> [PROBLEM TO SOLVE]: The data below is to be repeated in full, exactly as given.

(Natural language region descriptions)
BEGIN

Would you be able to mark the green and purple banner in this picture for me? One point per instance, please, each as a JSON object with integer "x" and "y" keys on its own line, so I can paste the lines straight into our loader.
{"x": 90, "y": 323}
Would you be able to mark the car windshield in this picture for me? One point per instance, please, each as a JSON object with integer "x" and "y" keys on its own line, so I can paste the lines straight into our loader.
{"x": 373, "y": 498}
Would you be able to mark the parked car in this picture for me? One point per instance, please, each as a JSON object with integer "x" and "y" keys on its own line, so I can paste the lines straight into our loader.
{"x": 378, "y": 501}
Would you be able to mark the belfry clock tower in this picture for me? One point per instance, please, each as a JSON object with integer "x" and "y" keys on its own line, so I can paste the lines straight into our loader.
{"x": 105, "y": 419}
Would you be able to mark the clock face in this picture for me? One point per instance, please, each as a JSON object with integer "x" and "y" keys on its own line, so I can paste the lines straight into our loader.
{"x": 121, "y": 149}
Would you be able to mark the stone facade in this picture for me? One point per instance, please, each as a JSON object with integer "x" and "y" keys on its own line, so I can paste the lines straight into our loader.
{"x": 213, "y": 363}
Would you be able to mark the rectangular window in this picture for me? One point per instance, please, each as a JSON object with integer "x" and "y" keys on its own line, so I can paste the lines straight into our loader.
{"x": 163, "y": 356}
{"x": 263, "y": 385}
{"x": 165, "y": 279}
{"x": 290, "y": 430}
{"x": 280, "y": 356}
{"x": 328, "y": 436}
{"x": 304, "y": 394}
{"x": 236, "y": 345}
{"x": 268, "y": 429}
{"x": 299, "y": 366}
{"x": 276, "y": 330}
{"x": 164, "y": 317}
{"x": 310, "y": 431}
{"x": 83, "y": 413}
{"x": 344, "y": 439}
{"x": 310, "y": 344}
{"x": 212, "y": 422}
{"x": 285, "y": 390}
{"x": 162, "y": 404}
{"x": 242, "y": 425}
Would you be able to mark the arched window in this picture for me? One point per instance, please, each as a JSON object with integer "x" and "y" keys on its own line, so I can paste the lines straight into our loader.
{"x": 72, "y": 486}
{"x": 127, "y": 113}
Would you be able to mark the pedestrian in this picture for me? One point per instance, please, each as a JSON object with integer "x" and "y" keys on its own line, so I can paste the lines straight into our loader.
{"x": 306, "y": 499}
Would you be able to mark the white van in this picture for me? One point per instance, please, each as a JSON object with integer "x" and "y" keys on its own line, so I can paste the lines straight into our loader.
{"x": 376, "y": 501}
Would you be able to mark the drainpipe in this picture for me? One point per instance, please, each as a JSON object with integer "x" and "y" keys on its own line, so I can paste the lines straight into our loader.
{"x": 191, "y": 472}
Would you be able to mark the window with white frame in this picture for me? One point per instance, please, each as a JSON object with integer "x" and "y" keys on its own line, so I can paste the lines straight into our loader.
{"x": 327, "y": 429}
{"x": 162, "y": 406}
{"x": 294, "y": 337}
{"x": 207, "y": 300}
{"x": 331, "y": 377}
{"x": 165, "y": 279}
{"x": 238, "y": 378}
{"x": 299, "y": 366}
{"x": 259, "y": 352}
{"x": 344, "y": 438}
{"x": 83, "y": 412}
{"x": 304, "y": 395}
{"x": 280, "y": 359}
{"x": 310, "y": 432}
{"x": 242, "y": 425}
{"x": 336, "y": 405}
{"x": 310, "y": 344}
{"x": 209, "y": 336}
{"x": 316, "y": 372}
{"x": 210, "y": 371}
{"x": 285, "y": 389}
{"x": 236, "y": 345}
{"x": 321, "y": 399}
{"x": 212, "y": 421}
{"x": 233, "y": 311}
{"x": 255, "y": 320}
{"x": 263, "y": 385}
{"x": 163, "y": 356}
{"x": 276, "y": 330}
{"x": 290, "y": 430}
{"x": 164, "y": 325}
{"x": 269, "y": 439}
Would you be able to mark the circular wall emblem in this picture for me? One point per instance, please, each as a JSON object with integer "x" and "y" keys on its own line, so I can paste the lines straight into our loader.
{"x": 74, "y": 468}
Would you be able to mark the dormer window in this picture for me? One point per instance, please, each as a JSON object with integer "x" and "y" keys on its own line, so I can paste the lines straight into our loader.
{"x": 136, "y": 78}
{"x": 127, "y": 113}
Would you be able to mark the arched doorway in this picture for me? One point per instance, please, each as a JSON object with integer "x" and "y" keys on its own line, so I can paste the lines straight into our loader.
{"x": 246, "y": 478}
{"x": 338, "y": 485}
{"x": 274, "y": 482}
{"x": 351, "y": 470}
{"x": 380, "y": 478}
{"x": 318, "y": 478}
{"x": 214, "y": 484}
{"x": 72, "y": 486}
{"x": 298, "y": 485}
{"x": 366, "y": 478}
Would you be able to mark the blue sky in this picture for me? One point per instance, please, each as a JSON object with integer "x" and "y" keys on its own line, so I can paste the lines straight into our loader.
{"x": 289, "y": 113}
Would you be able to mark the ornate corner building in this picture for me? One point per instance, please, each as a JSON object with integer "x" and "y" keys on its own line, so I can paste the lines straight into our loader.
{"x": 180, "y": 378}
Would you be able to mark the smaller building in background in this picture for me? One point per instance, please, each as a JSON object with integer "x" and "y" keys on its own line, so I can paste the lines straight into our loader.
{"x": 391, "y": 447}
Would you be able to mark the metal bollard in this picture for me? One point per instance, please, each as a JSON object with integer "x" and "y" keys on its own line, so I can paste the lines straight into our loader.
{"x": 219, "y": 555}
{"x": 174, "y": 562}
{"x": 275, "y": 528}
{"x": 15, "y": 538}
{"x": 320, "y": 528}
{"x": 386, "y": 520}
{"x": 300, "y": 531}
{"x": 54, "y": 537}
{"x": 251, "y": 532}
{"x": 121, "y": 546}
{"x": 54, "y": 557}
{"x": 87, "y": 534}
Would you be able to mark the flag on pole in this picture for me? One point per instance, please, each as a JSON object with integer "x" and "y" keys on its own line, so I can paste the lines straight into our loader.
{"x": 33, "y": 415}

END

> [TASK SOLUTION]:
Would you be able to mark the green and purple banner in this picture for me? One point per instance, please, each as a JSON object with integer "x" and "y" keys on its own line, so I can paste the lines straight into our loader.
{"x": 90, "y": 323}
Would you be able to mark the car windshield in this picture for me? One point per instance, please, each as a JSON object with integer "x" and "y" keys on its own line, so I can paste the lines straight into our loader.
{"x": 373, "y": 498}
Would you be able to mark the parked car in this picture for me? One point per instance, please, each as a JSON object with integer "x" and "y" keys on its own line, so I can paste the lines straight into our loader.
{"x": 378, "y": 501}
Would you be able to mark the belfry clock tower in this picture for me? One point per instance, please, each as a JSON object with integer "x" and "y" keys on its own line, so I can paste the lines straight into our loader.
{"x": 105, "y": 419}
Would you be able to mark the clock face in this picture for me? One point per instance, please, each as a JSON object with integer "x" and "y" keys on its own line, so I can paste the lines straight into our loader.
{"x": 121, "y": 149}
Would you be able to mark the stone facade in this picture for me? One point per instance, please, each as a JSON object with integer "x" and "y" keys on its own line, so I can paste the lines straight into our loader.
{"x": 213, "y": 363}
Would you be able to mark the rectangular window in this picture for me? One point per instance, please, each as a JSON object with integer "x" and "y" keys on its own line, so I can paste the lines straight into our loader.
{"x": 163, "y": 356}
{"x": 263, "y": 385}
{"x": 165, "y": 279}
{"x": 290, "y": 430}
{"x": 280, "y": 356}
{"x": 328, "y": 436}
{"x": 304, "y": 394}
{"x": 236, "y": 345}
{"x": 268, "y": 429}
{"x": 299, "y": 366}
{"x": 276, "y": 330}
{"x": 164, "y": 317}
{"x": 310, "y": 431}
{"x": 83, "y": 413}
{"x": 344, "y": 439}
{"x": 310, "y": 344}
{"x": 212, "y": 422}
{"x": 285, "y": 390}
{"x": 162, "y": 404}
{"x": 242, "y": 425}
Would you be able to mark the arched window in this picture for me? One point per instance, please, each as a JSON object with integer "x" and "y" keys on its own line, so I can paste the lines straight into our loader.
{"x": 72, "y": 486}
{"x": 127, "y": 113}
Would you be able to mark the pedestrian in this picture for me? One point per instance, please, each as a JSON object with integer "x" and "y" keys on its own line, so I can paste the lines straight into our loader.
{"x": 306, "y": 499}
Would you be able to mark the white van in this picture for me? One point per instance, please, each as a JSON object with integer "x" and "y" keys on its own line, so I can paste the lines straight into our loader.
{"x": 376, "y": 501}
Would you be able to mark the drainpipe in this picture for me? One point per instance, please, each as a JSON object with integer "x" and "y" keys on its own line, so I can paste the lines straight into our loader.
{"x": 191, "y": 472}
Would you be able to mark the window with white frame in this picture for me? One point per instance, please, each as a JSON object with integer "x" and "y" keys on its own line, so I can paste the lines straight into our loader.
{"x": 327, "y": 429}
{"x": 162, "y": 406}
{"x": 294, "y": 337}
{"x": 207, "y": 300}
{"x": 331, "y": 377}
{"x": 165, "y": 279}
{"x": 238, "y": 378}
{"x": 299, "y": 366}
{"x": 259, "y": 352}
{"x": 344, "y": 438}
{"x": 83, "y": 412}
{"x": 304, "y": 395}
{"x": 280, "y": 359}
{"x": 310, "y": 432}
{"x": 242, "y": 425}
{"x": 336, "y": 405}
{"x": 310, "y": 344}
{"x": 209, "y": 336}
{"x": 316, "y": 372}
{"x": 210, "y": 371}
{"x": 285, "y": 389}
{"x": 236, "y": 345}
{"x": 321, "y": 399}
{"x": 212, "y": 421}
{"x": 233, "y": 311}
{"x": 255, "y": 320}
{"x": 263, "y": 385}
{"x": 163, "y": 356}
{"x": 276, "y": 330}
{"x": 290, "y": 430}
{"x": 164, "y": 325}
{"x": 269, "y": 439}
Would you be able to mark the circular wall emblem in this picture for me? One point per instance, please, each as a JSON object with integer "x" and "y" keys on its own line, so I can paste the lines straight into our loader.
{"x": 74, "y": 468}
Would you be able to mark the dormer window in this picture for me? One point per instance, please, each as a JSON object with integer "x" and "y" keys on its own line, so I can paste the lines straight into our loader.
{"x": 136, "y": 78}
{"x": 127, "y": 113}
Would you be able to mark the arched doorway in this picture for me? One point per instance, please, each as a JSON object with integer "x" and "y" keys on its own line, so I can paste the lines straight into our loader.
{"x": 246, "y": 478}
{"x": 338, "y": 485}
{"x": 274, "y": 482}
{"x": 351, "y": 470}
{"x": 380, "y": 478}
{"x": 318, "y": 478}
{"x": 214, "y": 484}
{"x": 72, "y": 486}
{"x": 298, "y": 485}
{"x": 366, "y": 478}
Would you be able to mark the blue sky in this picture for me? One point per instance, please, each as a JSON object with integer "x" and "y" keys on its own line, so I can paste the lines straight into our loader.
{"x": 289, "y": 113}
Would you be able to mark the ornate corner building in this picture for me? One point per instance, please, each as a JSON object with integer "x" and "y" keys on its own line, so I can paste the lines straight into our loader.
{"x": 180, "y": 378}
Would you be able to mark the smaller building in background in this picture for me? One point per instance, please, each as a JSON object with integer "x" and "y" keys on its own line, so I can paste the lines straight into our loader.
{"x": 391, "y": 447}
Would you be able to mark the metal bollard in this picture for me? One point per instance, please, each as a JSON object with integer "x" and "y" keys on its own line, so I can paste the lines straight into our loader.
{"x": 219, "y": 555}
{"x": 174, "y": 562}
{"x": 275, "y": 528}
{"x": 15, "y": 538}
{"x": 320, "y": 528}
{"x": 386, "y": 520}
{"x": 300, "y": 531}
{"x": 54, "y": 537}
{"x": 251, "y": 532}
{"x": 121, "y": 546}
{"x": 54, "y": 557}
{"x": 87, "y": 534}
Would you be able to mark the flag on pole in this picture for me? One point per instance, please, each as a JSON object with integer "x" and "y" keys on its own line, so I can paste the lines straight into our loader.
{"x": 33, "y": 415}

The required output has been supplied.